Exercise objective: Count the lines in the records below that contain the word "pavement", and give only the number.

Pointing records:
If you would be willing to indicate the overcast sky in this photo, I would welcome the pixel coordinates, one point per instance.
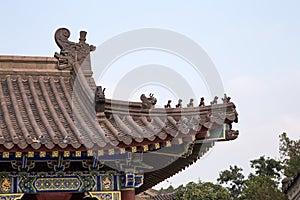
(254, 45)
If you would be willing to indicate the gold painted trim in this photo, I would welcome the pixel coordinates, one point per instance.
(5, 155)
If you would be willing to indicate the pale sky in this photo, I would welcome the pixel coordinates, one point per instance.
(254, 44)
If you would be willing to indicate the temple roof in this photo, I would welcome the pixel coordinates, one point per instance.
(40, 110)
(53, 104)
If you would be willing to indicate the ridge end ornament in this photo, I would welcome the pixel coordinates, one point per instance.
(71, 53)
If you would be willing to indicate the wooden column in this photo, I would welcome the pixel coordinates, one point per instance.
(54, 196)
(128, 194)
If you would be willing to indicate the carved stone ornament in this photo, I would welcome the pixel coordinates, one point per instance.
(99, 99)
(71, 53)
(148, 103)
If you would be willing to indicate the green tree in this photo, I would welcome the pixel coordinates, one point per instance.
(261, 187)
(262, 184)
(290, 154)
(234, 179)
(203, 191)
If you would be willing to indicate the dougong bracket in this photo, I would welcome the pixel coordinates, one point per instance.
(71, 52)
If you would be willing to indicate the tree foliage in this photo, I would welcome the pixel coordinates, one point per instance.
(262, 184)
(234, 179)
(290, 153)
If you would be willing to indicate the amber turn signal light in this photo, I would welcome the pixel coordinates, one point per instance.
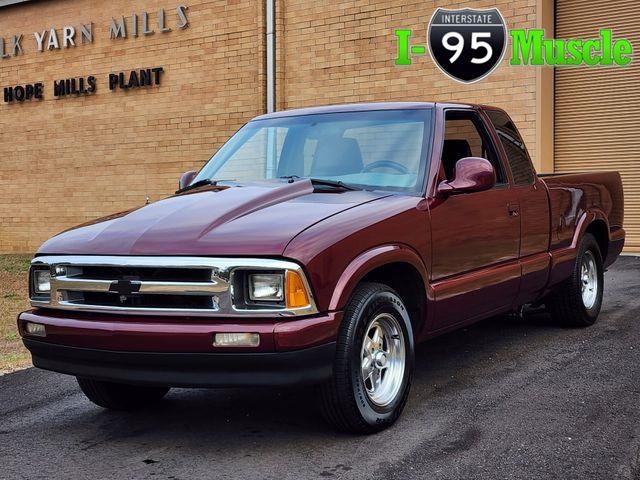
(297, 295)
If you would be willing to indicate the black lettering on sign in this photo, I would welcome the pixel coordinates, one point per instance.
(20, 93)
(135, 78)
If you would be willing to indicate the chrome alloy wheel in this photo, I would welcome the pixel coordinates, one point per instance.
(383, 359)
(589, 279)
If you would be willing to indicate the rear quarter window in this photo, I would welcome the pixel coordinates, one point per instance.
(514, 147)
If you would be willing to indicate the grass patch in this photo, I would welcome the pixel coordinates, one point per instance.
(14, 295)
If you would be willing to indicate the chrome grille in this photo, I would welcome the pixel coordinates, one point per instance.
(193, 286)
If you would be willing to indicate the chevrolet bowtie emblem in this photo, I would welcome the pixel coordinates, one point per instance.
(124, 287)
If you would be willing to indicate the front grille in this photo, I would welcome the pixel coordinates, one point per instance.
(155, 285)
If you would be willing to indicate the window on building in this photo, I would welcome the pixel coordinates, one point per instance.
(517, 155)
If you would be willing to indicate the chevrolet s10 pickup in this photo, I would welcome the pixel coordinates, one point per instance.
(319, 246)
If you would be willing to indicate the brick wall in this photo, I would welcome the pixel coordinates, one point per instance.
(65, 161)
(343, 51)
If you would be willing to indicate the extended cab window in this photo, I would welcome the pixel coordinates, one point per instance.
(514, 147)
(465, 136)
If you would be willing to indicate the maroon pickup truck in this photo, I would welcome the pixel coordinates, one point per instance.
(319, 246)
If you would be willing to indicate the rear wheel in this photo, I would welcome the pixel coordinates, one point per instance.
(577, 301)
(119, 396)
(373, 365)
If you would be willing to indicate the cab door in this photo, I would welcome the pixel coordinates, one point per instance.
(534, 207)
(475, 270)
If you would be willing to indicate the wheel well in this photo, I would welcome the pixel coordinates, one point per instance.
(598, 229)
(405, 279)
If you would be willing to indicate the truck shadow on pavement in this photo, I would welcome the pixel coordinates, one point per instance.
(443, 366)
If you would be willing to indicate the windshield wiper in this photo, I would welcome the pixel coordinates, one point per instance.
(201, 183)
(323, 183)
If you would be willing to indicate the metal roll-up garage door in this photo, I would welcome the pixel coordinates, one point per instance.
(597, 109)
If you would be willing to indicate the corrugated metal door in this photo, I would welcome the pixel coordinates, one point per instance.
(597, 109)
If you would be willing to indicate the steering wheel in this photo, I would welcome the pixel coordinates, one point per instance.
(385, 164)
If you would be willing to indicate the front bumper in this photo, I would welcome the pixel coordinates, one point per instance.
(308, 366)
(179, 352)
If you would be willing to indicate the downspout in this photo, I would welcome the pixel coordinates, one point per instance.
(270, 21)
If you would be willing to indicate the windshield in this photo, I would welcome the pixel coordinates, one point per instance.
(382, 150)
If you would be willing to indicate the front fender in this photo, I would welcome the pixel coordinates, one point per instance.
(367, 262)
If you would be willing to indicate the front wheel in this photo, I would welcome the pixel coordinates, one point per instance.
(577, 301)
(373, 365)
(119, 396)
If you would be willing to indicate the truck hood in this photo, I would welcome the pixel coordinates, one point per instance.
(254, 219)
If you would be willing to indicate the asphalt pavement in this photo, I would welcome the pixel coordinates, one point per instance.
(512, 398)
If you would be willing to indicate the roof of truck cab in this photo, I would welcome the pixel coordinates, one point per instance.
(356, 107)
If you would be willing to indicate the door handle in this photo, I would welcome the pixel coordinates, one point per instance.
(513, 209)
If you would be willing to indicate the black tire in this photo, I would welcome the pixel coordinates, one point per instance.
(566, 304)
(119, 396)
(345, 402)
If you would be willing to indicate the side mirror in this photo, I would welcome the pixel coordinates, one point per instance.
(186, 178)
(473, 174)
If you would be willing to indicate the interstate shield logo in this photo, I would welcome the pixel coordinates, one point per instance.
(467, 44)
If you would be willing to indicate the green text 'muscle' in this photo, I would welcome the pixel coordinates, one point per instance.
(531, 48)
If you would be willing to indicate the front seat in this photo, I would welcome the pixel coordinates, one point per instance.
(336, 156)
(452, 151)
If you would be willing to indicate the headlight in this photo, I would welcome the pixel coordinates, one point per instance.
(266, 287)
(41, 281)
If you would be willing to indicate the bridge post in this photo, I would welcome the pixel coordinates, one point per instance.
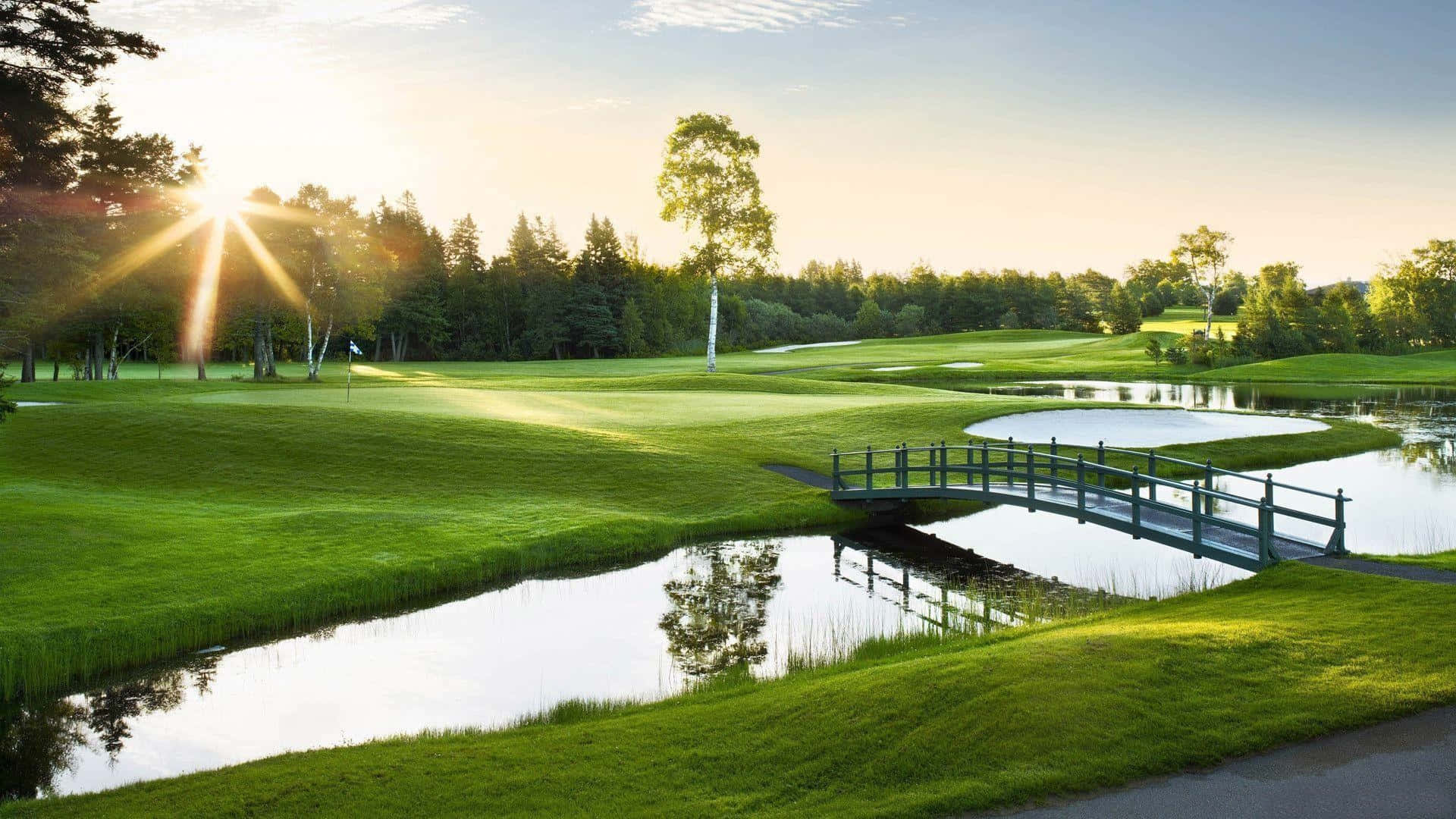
(1152, 472)
(1207, 484)
(1031, 477)
(1338, 541)
(1082, 490)
(1197, 519)
(1266, 529)
(1138, 506)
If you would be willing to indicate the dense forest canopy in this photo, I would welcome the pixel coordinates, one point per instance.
(112, 248)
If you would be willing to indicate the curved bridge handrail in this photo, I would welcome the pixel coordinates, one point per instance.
(1150, 453)
(1014, 471)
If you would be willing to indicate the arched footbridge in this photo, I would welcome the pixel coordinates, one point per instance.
(1215, 513)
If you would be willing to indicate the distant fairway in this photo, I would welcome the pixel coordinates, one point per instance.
(579, 410)
(128, 506)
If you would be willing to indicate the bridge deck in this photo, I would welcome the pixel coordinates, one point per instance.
(1204, 522)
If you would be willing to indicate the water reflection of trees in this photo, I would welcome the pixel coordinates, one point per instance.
(720, 607)
(38, 741)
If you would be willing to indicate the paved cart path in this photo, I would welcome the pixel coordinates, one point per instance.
(1400, 770)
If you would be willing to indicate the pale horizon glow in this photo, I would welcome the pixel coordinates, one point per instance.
(1046, 136)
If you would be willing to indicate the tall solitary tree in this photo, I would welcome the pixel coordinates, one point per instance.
(710, 184)
(1207, 253)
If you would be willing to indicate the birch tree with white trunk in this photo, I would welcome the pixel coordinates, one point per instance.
(1207, 253)
(338, 265)
(708, 183)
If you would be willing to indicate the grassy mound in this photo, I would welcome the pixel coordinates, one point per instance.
(1147, 689)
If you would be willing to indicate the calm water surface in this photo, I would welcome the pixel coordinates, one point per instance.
(651, 629)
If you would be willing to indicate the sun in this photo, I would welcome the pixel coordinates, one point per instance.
(218, 203)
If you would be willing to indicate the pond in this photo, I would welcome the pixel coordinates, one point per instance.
(651, 629)
(1138, 428)
(1402, 496)
(638, 632)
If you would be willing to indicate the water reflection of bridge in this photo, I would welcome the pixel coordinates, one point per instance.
(946, 586)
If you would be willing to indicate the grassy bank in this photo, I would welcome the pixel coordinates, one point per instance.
(146, 519)
(1435, 560)
(1147, 689)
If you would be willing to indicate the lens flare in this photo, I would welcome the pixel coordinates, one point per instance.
(277, 276)
(204, 299)
(221, 209)
(216, 202)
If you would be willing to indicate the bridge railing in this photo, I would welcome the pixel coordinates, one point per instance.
(977, 466)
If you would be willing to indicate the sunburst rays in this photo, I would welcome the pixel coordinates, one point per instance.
(220, 212)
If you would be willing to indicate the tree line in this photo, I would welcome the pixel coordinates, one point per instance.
(112, 248)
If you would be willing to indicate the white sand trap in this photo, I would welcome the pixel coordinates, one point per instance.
(792, 347)
(1139, 428)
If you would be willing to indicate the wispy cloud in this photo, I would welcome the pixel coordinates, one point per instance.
(601, 102)
(740, 15)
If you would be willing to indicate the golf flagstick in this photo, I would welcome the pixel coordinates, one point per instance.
(348, 379)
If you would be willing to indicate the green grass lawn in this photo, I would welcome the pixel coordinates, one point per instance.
(143, 519)
(1438, 368)
(1147, 689)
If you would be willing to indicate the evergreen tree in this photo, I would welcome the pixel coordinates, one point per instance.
(634, 330)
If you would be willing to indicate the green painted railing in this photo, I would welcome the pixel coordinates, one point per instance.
(993, 471)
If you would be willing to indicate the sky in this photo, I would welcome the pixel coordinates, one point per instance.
(963, 134)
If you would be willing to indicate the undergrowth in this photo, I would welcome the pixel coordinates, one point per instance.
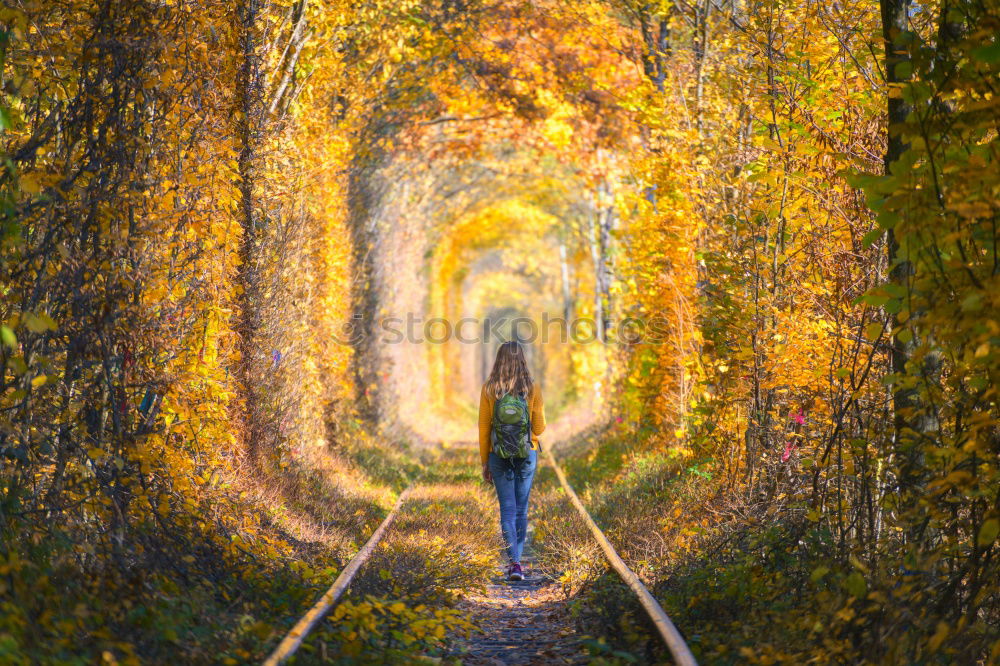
(215, 576)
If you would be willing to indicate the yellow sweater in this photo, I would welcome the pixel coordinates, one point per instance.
(486, 404)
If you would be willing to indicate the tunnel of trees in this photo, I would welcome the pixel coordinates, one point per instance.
(753, 244)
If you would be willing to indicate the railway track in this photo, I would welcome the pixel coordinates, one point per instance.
(661, 621)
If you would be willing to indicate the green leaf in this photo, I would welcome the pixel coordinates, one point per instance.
(855, 584)
(7, 337)
(818, 573)
(988, 533)
(973, 302)
(989, 54)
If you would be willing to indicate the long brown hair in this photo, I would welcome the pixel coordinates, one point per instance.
(510, 372)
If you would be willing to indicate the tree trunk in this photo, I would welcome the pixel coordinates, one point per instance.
(249, 107)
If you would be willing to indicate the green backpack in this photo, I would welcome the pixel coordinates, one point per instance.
(511, 431)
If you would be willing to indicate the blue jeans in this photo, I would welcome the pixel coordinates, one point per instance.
(512, 478)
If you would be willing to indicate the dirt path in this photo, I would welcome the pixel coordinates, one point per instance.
(523, 622)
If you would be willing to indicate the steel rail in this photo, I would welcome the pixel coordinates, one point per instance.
(293, 639)
(675, 642)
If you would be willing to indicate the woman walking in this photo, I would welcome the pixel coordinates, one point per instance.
(511, 416)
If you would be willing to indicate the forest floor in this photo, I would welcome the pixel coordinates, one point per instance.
(521, 622)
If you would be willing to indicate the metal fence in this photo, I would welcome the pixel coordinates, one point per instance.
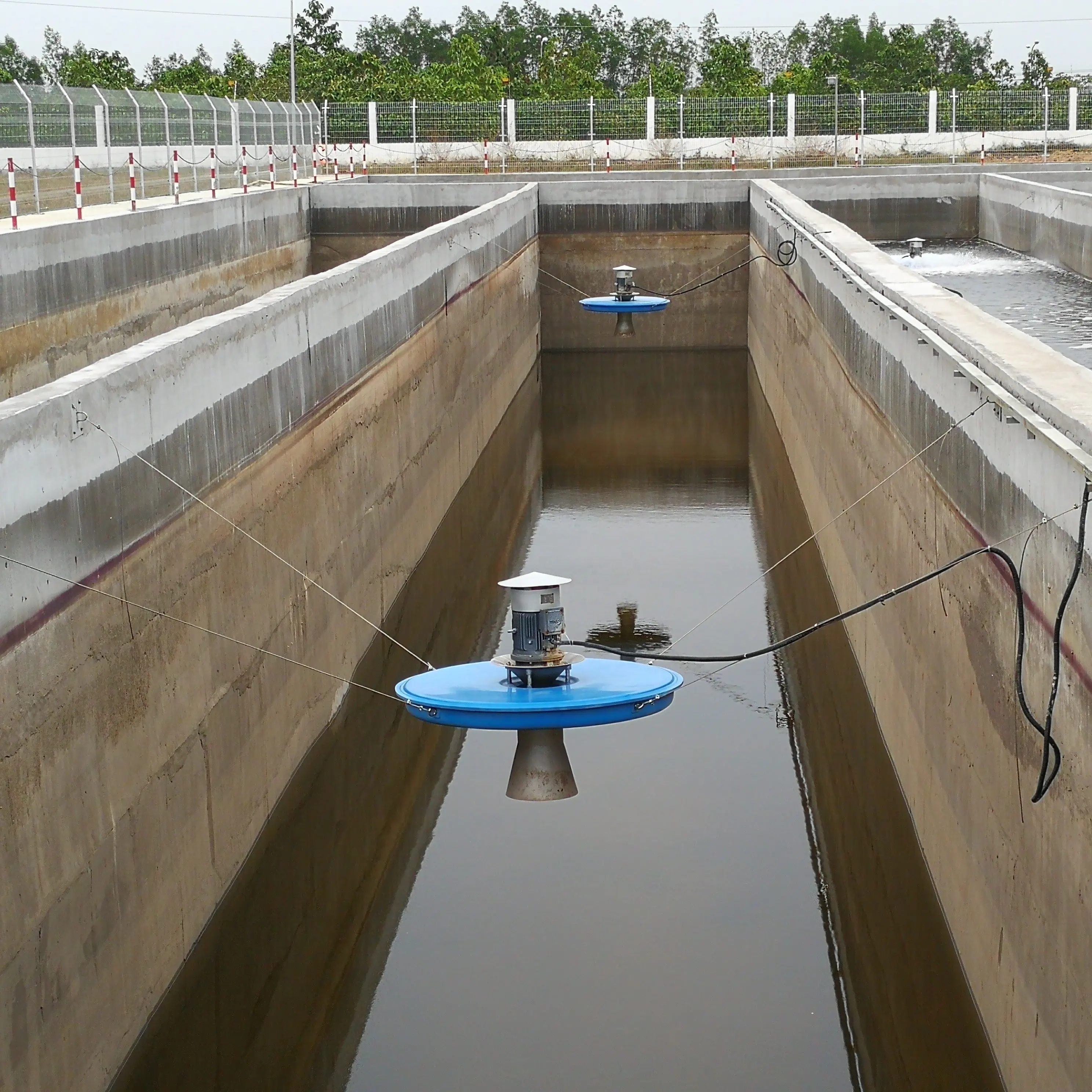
(43, 129)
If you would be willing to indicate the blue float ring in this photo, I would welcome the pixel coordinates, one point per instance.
(611, 305)
(478, 696)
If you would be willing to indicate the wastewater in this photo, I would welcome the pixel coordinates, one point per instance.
(1049, 303)
(735, 899)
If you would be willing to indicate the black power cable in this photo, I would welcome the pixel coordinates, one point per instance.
(1049, 770)
(786, 256)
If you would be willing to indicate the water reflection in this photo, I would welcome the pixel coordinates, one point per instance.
(1048, 303)
(911, 1017)
(277, 993)
(629, 637)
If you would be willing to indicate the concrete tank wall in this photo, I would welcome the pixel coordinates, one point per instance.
(1046, 221)
(71, 294)
(335, 419)
(856, 358)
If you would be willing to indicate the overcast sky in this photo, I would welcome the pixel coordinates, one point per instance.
(142, 28)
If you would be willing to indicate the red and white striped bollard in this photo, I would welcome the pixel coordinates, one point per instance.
(11, 193)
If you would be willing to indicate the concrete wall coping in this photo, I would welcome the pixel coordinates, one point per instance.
(1058, 389)
(39, 245)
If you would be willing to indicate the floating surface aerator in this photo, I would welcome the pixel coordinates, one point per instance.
(625, 303)
(539, 691)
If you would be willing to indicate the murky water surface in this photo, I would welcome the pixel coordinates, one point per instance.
(1048, 303)
(734, 900)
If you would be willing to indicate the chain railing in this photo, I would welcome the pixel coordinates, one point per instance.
(43, 129)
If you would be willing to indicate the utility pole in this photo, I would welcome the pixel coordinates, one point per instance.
(292, 50)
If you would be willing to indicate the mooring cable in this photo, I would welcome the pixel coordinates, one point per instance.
(830, 523)
(785, 257)
(194, 625)
(1048, 771)
(258, 542)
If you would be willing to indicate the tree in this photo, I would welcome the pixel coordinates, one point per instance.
(316, 29)
(15, 65)
(1034, 71)
(729, 69)
(196, 76)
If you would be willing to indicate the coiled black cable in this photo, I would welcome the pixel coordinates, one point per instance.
(1052, 755)
(785, 256)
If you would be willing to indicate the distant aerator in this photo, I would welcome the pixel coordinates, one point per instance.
(625, 303)
(536, 692)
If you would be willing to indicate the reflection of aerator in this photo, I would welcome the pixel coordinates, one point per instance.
(538, 691)
(625, 303)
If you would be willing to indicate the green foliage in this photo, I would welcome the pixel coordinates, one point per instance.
(15, 65)
(729, 70)
(530, 52)
(196, 76)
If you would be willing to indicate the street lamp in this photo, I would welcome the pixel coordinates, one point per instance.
(292, 50)
(833, 81)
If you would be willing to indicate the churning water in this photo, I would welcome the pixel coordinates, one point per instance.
(1048, 303)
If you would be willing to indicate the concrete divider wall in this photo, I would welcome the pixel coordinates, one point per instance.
(336, 419)
(1046, 221)
(856, 358)
(72, 293)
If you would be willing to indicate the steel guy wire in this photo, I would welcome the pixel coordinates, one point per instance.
(194, 625)
(259, 543)
(831, 521)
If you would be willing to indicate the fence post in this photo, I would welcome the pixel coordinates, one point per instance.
(140, 142)
(34, 150)
(591, 128)
(771, 130)
(106, 127)
(171, 148)
(954, 125)
(194, 147)
(11, 194)
(1046, 119)
(61, 88)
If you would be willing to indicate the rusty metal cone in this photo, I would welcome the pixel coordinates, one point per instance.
(541, 769)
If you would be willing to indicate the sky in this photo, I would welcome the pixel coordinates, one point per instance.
(141, 29)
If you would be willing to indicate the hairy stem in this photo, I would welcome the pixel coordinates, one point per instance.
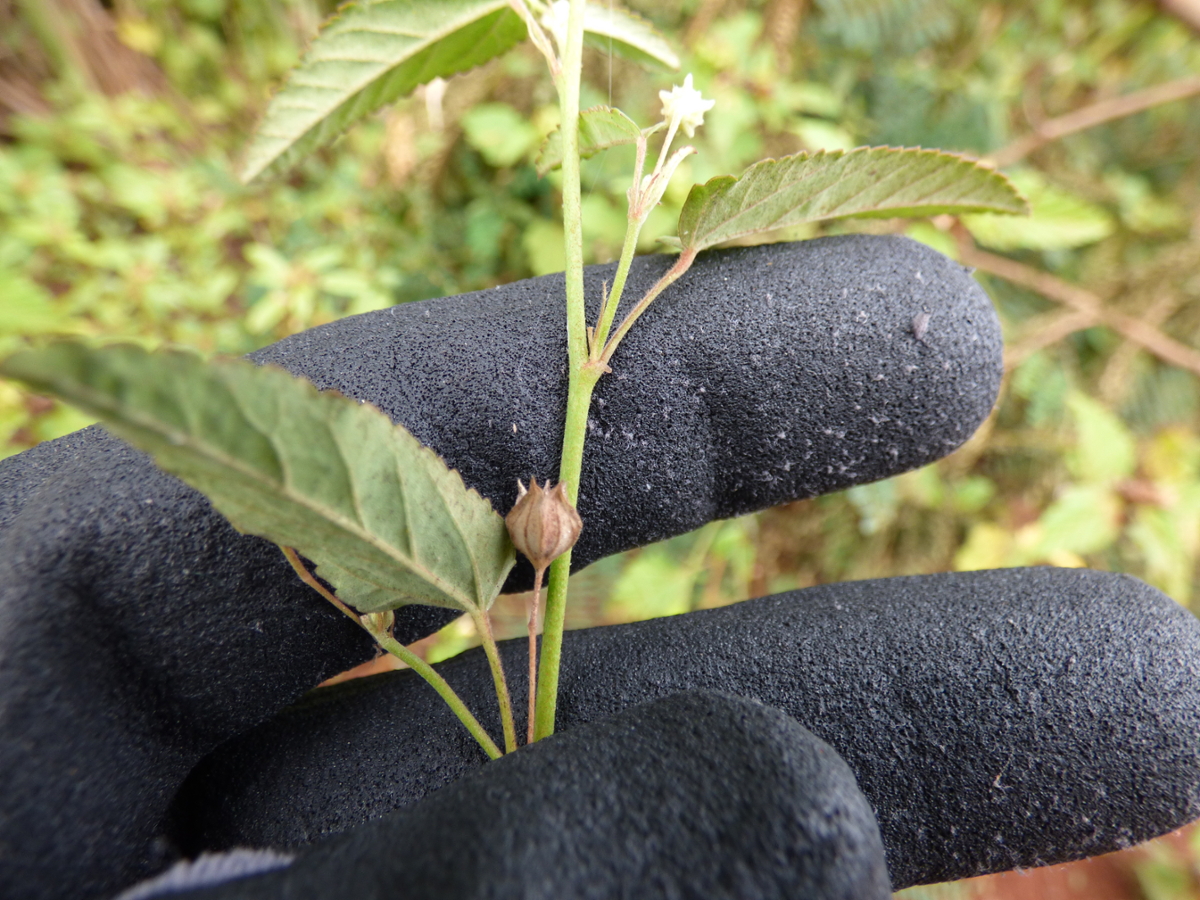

Answer: 2